== TESTO DI PARTENZA

Sono proprio questi sette architetti- Frank O. Gehry, Daniel Libeskind, Rem Koolhaas, Peter Eisenman, Zaha Hadid, Coop Himmelb(l)au, Bernard Tschumi - che saranno invitati ad esporre alla mostra Deconstructivist Architecture che si inaugura al MoMA di New York il 23 giugno del 1988.

A rendere la mostra Deconstructivist Architecture un evento provvede la scelta del Guest Curator: Philip Johnson.

Philip Johnson, con i suoi ottandue anni e' infatti un personaggio oramai celebre che ha attraversato da protagonista l’intera storia dell’architettura contemporanea: e' stato, con Henry-Russell Hitchcock, colui che nel 1932, con la mostra International Style, ha importato l’architettura moderna europea negli Stati Uniti, poi il direttore del dipartimento di architettura del MoMA, ha lanciato la moda miesiana del quasi nulla con la Glass House costruita per lui stesso a New Canaan nel Connecticut (1947-1949) e ha lavorato con Mies van der Rohe al Seagram Building di New York (1954-1958). Infine, con una repentina virata, e' stato il campione del Post Modern cioè dello stile antimiesiano per eccellenza realizzando, tra l’altro, con il socio John Burgee il grattacielo AT&T a New York (1979-1984).

Johnson, che con questa mostra abbandona il Post Modern per sposare il decostruttivismo, ritorna a organizzare una esposizione dopo una assenza di oltre trenta anni e cioè dal 1954, quando aveva lasciato la direzione del dipartimento di architettura del MoMA.

Nella prefazione al catalogo Johnson mostra due immagini: di un cuscinetto a sfera, utilizzato per la copertina del catalogo della mostra svoltasi al MoMA nel 1934 Machine Art e di una abitazione estiva parzialmente interrata realizzata negli anni sessanta del nel deserto del Nevada 1800 (Spring house. Nevada 1860s) ripresa dall’obiettivo di Michael Heizer. Niente, afferma, potrebbe rendere meglio le due epoche della cruda differenza di queste immagini. Da un lato l’ideale platonico del Movimento Moderno, rappresentato dalla perfezione di un ingranaggio di acciaio dalle pure forme geometriche. Dall’altro una costruzione inquietante, dislocata, misteriosa, fatta di assi di legno appena sbozzate e bandoni di lamiera.

Sebbene ambedue gli oggetti siano stati disegnati da sconosciuti per scopi utilitari, oggi - continua Johnson - ci sentiamo più vicini alla sensibilità del secondo piuttosto che alla astratta razionalità del primo. E la stessa sensibilità la riscontriamo nella produzione dei sette architetti invitati i quali lavorano sul tema della “ perfezione violata “. Al quale, sia pure inconsciamente, nel campo delle arti, si ispirano artisti del calibro di Frank Stella, Michael Heizer, Ken Price.

====

■ OBIETTIVO DICHIARATO A
Modifichi le righe dell'elenco comprese tra l'inizio e la riga contenente "185), (0, 265)]", estremi inclusi, sostituendo "red jacket" con "blue jacket" e lasciando invariato tutto il resto.
Il testo e l'elenco costituiscono materiali distinti e indipendenti.

== VOCI RIPORTATE

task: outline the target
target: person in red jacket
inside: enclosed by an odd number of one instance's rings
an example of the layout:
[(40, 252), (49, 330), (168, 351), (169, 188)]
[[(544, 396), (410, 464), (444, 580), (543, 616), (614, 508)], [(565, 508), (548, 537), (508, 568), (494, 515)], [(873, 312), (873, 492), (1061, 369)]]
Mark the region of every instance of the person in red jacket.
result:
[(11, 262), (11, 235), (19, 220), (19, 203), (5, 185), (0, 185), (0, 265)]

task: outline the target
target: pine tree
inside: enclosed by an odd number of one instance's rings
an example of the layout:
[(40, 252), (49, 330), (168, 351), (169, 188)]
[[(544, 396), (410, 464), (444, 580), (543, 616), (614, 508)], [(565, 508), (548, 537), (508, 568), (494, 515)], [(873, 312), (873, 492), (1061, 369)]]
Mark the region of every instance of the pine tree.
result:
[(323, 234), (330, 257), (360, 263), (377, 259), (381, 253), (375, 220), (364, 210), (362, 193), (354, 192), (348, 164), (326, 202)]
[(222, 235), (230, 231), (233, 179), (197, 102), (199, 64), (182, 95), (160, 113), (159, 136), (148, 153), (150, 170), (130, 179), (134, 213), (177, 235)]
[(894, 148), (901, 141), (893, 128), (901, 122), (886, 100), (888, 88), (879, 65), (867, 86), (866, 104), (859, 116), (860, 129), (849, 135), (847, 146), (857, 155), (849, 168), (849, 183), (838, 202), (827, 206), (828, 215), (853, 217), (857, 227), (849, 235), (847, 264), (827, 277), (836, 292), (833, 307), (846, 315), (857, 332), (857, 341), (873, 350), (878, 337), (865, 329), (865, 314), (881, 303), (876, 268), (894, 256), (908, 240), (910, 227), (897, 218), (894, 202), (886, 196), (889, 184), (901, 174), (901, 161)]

====

■ OBIETTIVO DICHIARATO B
Secondo il brano sulla mostra Deconstructivist Architecture, per quale motivo la scelta del Guest Curator rese la mostra un evento? Risponda in una o due frasi.

■ RISULTATO ATTESO A
task: outline the target
target: person in blue jacket
inside: enclosed by an odd number of one instance's rings
an example of the layout:
[(40, 252), (49, 330), (168, 351), (169, 188)]
[[(544, 396), (410, 464), (444, 580), (543, 616), (614, 508)], [(565, 508), (548, 537), (508, 568), (494, 515)], [(873, 312), (873, 492), (1061, 369)]]
Mark the region of every instance of the person in blue jacket.
result:
[(11, 262), (11, 235), (19, 220), (19, 203), (5, 185), (0, 185), (0, 265)]

■ RISULTATO ATTESO B
La mostra divenne un evento perché il Guest Curator era Philip Johnson, un personaggio ormai celebre che aveva attraversato da protagonista l'intera storia dell'architettura contemporanea. Nel 1932 aveva portato negli Stati Uniti l'architettura moderna europea con la mostra International Style, in seguito aveva diretto il dipartimento di architettura del MoMA e infine era stato il campione del Post Modern.